> [Aim] Lay out every line of the records as a Markdown table with the columns Row and Line. Number the rows and leave out blank lines.

> [Collected data entries]
☆ ☆ ☆ ☆ ☆ ☆ ☆
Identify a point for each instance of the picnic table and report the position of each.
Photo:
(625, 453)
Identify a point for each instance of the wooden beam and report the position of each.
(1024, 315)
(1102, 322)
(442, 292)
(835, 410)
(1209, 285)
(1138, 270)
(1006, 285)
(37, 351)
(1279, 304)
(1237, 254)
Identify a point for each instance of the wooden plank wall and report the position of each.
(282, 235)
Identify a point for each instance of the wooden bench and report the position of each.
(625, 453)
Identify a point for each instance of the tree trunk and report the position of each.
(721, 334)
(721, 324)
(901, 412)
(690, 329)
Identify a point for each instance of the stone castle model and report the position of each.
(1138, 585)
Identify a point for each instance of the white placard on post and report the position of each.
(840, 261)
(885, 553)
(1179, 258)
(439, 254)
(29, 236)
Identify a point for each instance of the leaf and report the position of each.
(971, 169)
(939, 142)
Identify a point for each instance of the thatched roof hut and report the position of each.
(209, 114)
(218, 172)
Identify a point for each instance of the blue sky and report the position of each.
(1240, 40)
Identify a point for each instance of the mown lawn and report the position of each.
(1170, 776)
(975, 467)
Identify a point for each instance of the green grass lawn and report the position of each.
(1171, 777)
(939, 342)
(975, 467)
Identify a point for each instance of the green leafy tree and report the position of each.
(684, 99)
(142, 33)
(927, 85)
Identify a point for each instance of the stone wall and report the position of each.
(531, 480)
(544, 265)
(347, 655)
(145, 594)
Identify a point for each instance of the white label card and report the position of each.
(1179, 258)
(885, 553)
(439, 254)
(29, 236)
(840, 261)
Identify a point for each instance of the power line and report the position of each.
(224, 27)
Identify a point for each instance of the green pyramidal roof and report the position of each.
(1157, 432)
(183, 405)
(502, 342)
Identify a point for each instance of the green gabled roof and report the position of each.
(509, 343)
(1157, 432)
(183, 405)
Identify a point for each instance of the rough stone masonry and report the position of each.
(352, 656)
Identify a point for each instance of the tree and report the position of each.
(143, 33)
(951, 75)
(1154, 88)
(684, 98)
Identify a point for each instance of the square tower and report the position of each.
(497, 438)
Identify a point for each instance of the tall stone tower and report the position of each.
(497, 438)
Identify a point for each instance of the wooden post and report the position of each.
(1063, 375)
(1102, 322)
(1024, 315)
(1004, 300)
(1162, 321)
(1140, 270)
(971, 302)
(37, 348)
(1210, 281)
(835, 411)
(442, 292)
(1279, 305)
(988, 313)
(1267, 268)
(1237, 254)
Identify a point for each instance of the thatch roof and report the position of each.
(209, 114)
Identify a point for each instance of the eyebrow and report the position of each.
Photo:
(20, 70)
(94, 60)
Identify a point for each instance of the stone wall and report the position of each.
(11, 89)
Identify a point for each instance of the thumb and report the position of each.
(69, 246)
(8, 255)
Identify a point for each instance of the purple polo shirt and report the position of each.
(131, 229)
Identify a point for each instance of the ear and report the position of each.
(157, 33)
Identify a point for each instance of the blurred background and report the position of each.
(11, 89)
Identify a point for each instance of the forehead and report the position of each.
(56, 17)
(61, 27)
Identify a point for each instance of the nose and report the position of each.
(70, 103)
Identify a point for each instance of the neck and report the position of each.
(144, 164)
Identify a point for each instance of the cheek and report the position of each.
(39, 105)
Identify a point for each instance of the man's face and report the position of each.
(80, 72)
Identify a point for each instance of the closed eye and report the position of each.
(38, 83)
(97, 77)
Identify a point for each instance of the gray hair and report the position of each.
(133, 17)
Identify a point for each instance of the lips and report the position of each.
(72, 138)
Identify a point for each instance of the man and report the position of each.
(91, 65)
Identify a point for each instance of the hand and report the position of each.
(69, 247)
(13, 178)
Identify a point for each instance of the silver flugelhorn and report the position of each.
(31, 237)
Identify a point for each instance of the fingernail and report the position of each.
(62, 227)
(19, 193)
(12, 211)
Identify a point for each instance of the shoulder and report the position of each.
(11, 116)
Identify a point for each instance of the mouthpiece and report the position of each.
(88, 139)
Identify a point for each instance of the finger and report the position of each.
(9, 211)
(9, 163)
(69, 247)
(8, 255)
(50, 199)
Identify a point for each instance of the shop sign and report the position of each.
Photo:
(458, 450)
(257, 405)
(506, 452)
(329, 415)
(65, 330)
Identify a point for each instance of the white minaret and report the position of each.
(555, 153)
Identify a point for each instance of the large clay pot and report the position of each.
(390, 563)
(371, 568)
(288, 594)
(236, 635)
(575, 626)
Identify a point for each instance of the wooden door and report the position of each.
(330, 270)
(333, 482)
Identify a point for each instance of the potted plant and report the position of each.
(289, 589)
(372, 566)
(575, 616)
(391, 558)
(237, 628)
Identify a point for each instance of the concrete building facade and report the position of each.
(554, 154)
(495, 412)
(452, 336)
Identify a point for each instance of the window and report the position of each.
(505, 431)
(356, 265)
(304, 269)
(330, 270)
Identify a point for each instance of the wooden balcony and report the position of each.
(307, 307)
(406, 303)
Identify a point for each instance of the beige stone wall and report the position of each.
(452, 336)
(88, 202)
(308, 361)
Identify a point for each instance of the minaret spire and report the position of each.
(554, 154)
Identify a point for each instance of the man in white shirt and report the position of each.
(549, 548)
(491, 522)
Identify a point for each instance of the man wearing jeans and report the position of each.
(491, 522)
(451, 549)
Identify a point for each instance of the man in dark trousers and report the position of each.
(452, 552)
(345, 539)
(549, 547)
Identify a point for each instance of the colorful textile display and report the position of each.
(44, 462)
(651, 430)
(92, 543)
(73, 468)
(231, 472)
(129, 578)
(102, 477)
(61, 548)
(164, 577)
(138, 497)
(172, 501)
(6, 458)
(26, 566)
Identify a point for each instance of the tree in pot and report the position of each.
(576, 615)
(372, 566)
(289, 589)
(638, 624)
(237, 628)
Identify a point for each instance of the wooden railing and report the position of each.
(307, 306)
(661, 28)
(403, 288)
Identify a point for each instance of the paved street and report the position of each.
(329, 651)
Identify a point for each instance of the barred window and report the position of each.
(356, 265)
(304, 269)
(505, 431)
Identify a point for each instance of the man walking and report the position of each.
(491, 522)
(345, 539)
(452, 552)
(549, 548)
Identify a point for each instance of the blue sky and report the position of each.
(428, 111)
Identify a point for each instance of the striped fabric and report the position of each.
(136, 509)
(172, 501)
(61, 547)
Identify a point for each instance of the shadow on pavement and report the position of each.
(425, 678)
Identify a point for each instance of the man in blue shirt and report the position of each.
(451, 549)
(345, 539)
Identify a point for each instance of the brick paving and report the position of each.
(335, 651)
☆ ☆ ☆ ☆ ☆ ☆ ☆
> [Answer]
| Row | Line |
|---|---|
| 1 | Identify a point for each instance of the picnic table and report the position of each. |
| 2 | Photo: |
| 3 | (625, 453) |
| 4 | Identify a point for each instance of the wooden beam and report the position of each. |
| 5 | (1024, 315) |
| 6 | (1102, 322) |
| 7 | (442, 292) |
| 8 | (835, 410) |
| 9 | (1209, 285) |
| 10 | (1138, 270) |
| 11 | (1006, 285) |
| 12 | (37, 351) |
| 13 | (1279, 304) |
| 14 | (1237, 254) |
| 15 | Identify a point for each instance of the wooden plank wall and report the position of each. |
| 16 | (282, 235) |
| 17 | Identify a point for each instance of the wooden bench and report the position of each. |
| 18 | (625, 453) |
| 19 | Identify a point for each instance of the tree trunk and report the position of each. |
| 20 | (721, 334) |
| 21 | (721, 324) |
| 22 | (901, 412) |
| 23 | (690, 329) |
| 24 | Identify a point for each instance of the stone castle model and report the position of each. |
| 25 | (1138, 585) |
| 26 | Identify a point for each instance of the white placard on post and report the position of each. |
| 27 | (840, 261) |
| 28 | (885, 553) |
| 29 | (1179, 258) |
| 30 | (439, 254) |
| 31 | (29, 236) |
| 32 | Identify a point for each instance of the leaf and report the position of each. |
| 33 | (971, 169) |
| 34 | (939, 142) |
| 35 | Identify a point for each instance of the thatched roof hut and report the position of each. |
| 36 | (209, 114) |
| 37 | (218, 172) |
| 38 | Identify a point for each instance of the blue sky and report the position of each. |
| 39 | (1240, 40) |
| 40 | Identify a point for each instance of the mown lawn and report the position of each. |
| 41 | (1170, 776) |
| 42 | (975, 467) |
| 43 | Identify a point for each instance of the green grass lawn and report the position of each. |
| 44 | (1171, 777) |
| 45 | (939, 342) |
| 46 | (975, 467) |
| 47 | Identify a point for each instance of the green leafy tree and report the position of each. |
| 48 | (684, 99) |
| 49 | (142, 33) |
| 50 | (927, 85) |
| 51 | Identify a point for each instance of the stone wall and report the position of each. |
| 52 | (531, 480) |
| 53 | (544, 265) |
| 54 | (347, 655) |
| 55 | (145, 594) |
| 56 | Identify a point for each instance of the white label card and report the position of each. |
| 57 | (1179, 258) |
| 58 | (885, 553) |
| 59 | (439, 254) |
| 60 | (29, 236) |
| 61 | (840, 261) |
| 62 | Identify a point for each instance of the power line and report the position of each. |
| 63 | (224, 27) |
| 64 | Identify a point for each instance of the green pyramidal roof and report the position of each. |
| 65 | (1157, 432) |
| 66 | (183, 405) |
| 67 | (502, 342) |
| 68 | Identify a point for each instance of the green gabled roof and report the position of each. |
| 69 | (509, 343) |
| 70 | (1157, 432) |
| 71 | (183, 405) |
| 72 | Identify a point for each instance of the rough stone masonry and report the position of each. |
| 73 | (352, 656) |
| 74 | Identify a point for each instance of the tree and report the position of each. |
| 75 | (143, 33) |
| 76 | (951, 75) |
| 77 | (1154, 88) |
| 78 | (684, 98) |
| 79 | Identify a point for each instance of the square tower and report the position of each. |
| 80 | (497, 438) |
| 81 | Identify a point for each instance of the tall stone tower and report the position of each. |
| 82 | (497, 438) |
| 83 | Identify a point for each instance of the wooden post and report the position of each. |
| 84 | (1063, 375) |
| 85 | (1102, 322) |
| 86 | (1024, 315) |
| 87 | (1004, 300) |
| 88 | (1162, 321) |
| 89 | (1140, 270) |
| 90 | (971, 302) |
| 91 | (37, 348) |
| 92 | (1210, 281) |
| 93 | (835, 411) |
| 94 | (442, 292) |
| 95 | (1279, 305) |
| 96 | (988, 313) |
| 97 | (1267, 268) |
| 98 | (1237, 254) |
| 99 | Identify a point for each instance of the thatch roof and report the position of each. |
| 100 | (209, 114) |
| 101 | Identify a point for each instance of the eyebrow and report the position of each. |
| 102 | Photo: |
| 103 | (20, 70) |
| 104 | (94, 60) |
| 105 | Identify a point for each instance of the stone wall and report the position of each. |
| 106 | (11, 89) |
| 107 | Identify a point for each instance of the thumb and report the position of each. |
| 108 | (69, 246) |
| 109 | (8, 255) |
| 110 | Identify a point for each instance of the purple polo shirt and report the position of each. |
| 111 | (131, 229) |
| 112 | Identify a point for each instance of the ear and report the position of each. |
| 113 | (157, 33) |
| 114 | Identify a point for each instance of the blurred background and report the position of each. |
| 115 | (11, 89) |
| 116 | Identify a point for each instance of the forehead and report the position of each. |
| 117 | (56, 17) |
| 118 | (61, 27) |
| 119 | Identify a point for each instance of the nose and report the position of each. |
| 120 | (70, 103) |
| 121 | Identify a point for each instance of the neck and report the position of each. |
| 122 | (144, 164) |
| 123 | Identify a point for each instance of the cheek and report the position of each. |
| 124 | (39, 105) |
| 125 | Identify a point for each instance of the man's face and report the position of each. |
| 126 | (80, 72) |
| 127 | Identify a point for each instance of the closed eye and report the position of each. |
| 128 | (38, 83) |
| 129 | (97, 77) |
| 130 | Identify a point for each instance of the gray hair and report the position of each. |
| 131 | (133, 17) |
| 132 | Identify a point for each instance of the lips and report the position of each. |
| 133 | (72, 138) |
| 134 | Identify a point for each instance of the man and report the position of each. |
| 135 | (91, 65) |
| 136 | Identify a point for each instance of the hand and report the position of each. |
| 137 | (69, 247) |
| 138 | (13, 178) |
| 139 | Identify a point for each instance of the silver flugelhorn and report the position of each. |
| 140 | (31, 237) |
| 141 | Identify a point for each instance of the fingernail and report the position of each. |
| 142 | (62, 227) |
| 143 | (19, 193) |
| 144 | (12, 211) |
| 145 | Identify a point for each instance of the shoulder and report the position of each. |
| 146 | (11, 116) |
| 147 | Identify a point for each instance of the mouthpiece and report the position of each. |
| 148 | (88, 139) |
| 149 | Identify a point for each instance of the finger and report the position of each. |
| 150 | (9, 211) |
| 151 | (9, 163) |
| 152 | (69, 247) |
| 153 | (8, 255) |
| 154 | (50, 199) |
| 155 | Identify a point for each instance of the shop sign and report the position of each. |
| 156 | Photo: |
| 157 | (458, 450) |
| 158 | (257, 405) |
| 159 | (506, 452) |
| 160 | (329, 415) |
| 161 | (65, 330) |
| 162 | Identify a point for each instance of the white minaret and report the position of each. |
| 163 | (555, 153) |
| 164 | Identify a point for each instance of the large clay pot and report the position of each. |
| 165 | (390, 563) |
| 166 | (371, 568) |
| 167 | (288, 594) |
| 168 | (236, 635) |
| 169 | (575, 626) |
| 170 | Identify a point for each instance of the wooden door and report the position of each. |
| 171 | (330, 270) |
| 172 | (333, 482) |
| 173 | Identify a point for each instance of the potted plant and report the position of each. |
| 174 | (289, 589) |
| 175 | (372, 566) |
| 176 | (575, 616) |
| 177 | (391, 558) |
| 178 | (237, 628) |
| 179 | Identify a point for each instance of the concrete building facade and report the position of each. |
| 180 | (554, 154) |
| 181 | (495, 412) |
| 182 | (452, 336) |
| 183 | Identify a point for each instance of the window and report the position of each. |
| 184 | (505, 431) |
| 185 | (356, 265) |
| 186 | (304, 269) |
| 187 | (330, 270) |
| 188 | Identify a point for each instance of the wooden balcony and report the position of each. |
| 189 | (307, 307) |
| 190 | (406, 303) |
| 191 | Identify a point for each instance of the beige stone wall and report the position of each. |
| 192 | (452, 336) |
| 193 | (88, 202) |
| 194 | (308, 361) |
| 195 | Identify a point for each instance of the minaret spire and report the position of each. |
| 196 | (554, 154) |
| 197 | Identify a point for each instance of the man in white shirt and report the position of each. |
| 198 | (549, 548) |
| 199 | (491, 522) |
| 200 | Identify a point for each instance of the man wearing jeans and report the position of each. |
| 201 | (491, 522) |
| 202 | (451, 549) |
| 203 | Identify a point for each instance of the man in dark trousers and report the position of each. |
| 204 | (452, 552) |
| 205 | (345, 539) |
| 206 | (549, 547) |
| 207 | Identify a point for each instance of the colorful textile display and report the position of each. |
| 208 | (44, 462) |
| 209 | (651, 430) |
| 210 | (92, 543) |
| 211 | (73, 468) |
| 212 | (231, 472) |
| 213 | (129, 578) |
| 214 | (102, 477) |
| 215 | (61, 548) |
| 216 | (164, 577) |
| 217 | (138, 497) |
| 218 | (172, 501) |
| 219 | (6, 458) |
| 220 | (26, 566) |
| 221 | Identify a point for each instance of the tree in pot and report the position of each. |
| 222 | (576, 615) |
| 223 | (372, 566) |
| 224 | (289, 589) |
| 225 | (638, 624) |
| 226 | (237, 628) |
| 227 | Identify a point for each instance of the wooden railing and report the position of each. |
| 228 | (307, 306) |
| 229 | (661, 28) |
| 230 | (403, 288) |
| 231 | Identify a point for each instance of the paved street and report the position of each. |
| 232 | (329, 651) |
| 233 | Identify a point for each instance of the barred window and report the position of each. |
| 234 | (356, 265) |
| 235 | (304, 269) |
| 236 | (505, 431) |
| 237 | Identify a point for each instance of the man walking and report the position of each. |
| 238 | (491, 522) |
| 239 | (345, 539) |
| 240 | (452, 552) |
| 241 | (549, 548) |
| 242 | Identify a point for each instance of the blue sky and report the position of each. |
| 243 | (428, 111) |
| 244 | Identify a point for each instance of the striped fabric and report the position of each. |
| 245 | (136, 509) |
| 246 | (172, 501) |
| 247 | (61, 547) |
| 248 | Identify a point for each instance of the shadow on pavement and report the position of each. |
| 249 | (425, 678) |
| 250 | Identify a point for each instance of the man in blue shirt and report the position of each. |
| 251 | (451, 549) |
| 252 | (345, 539) |
| 253 | Identify a point for each instance of the brick paving and report the position of each. |
| 254 | (335, 651) |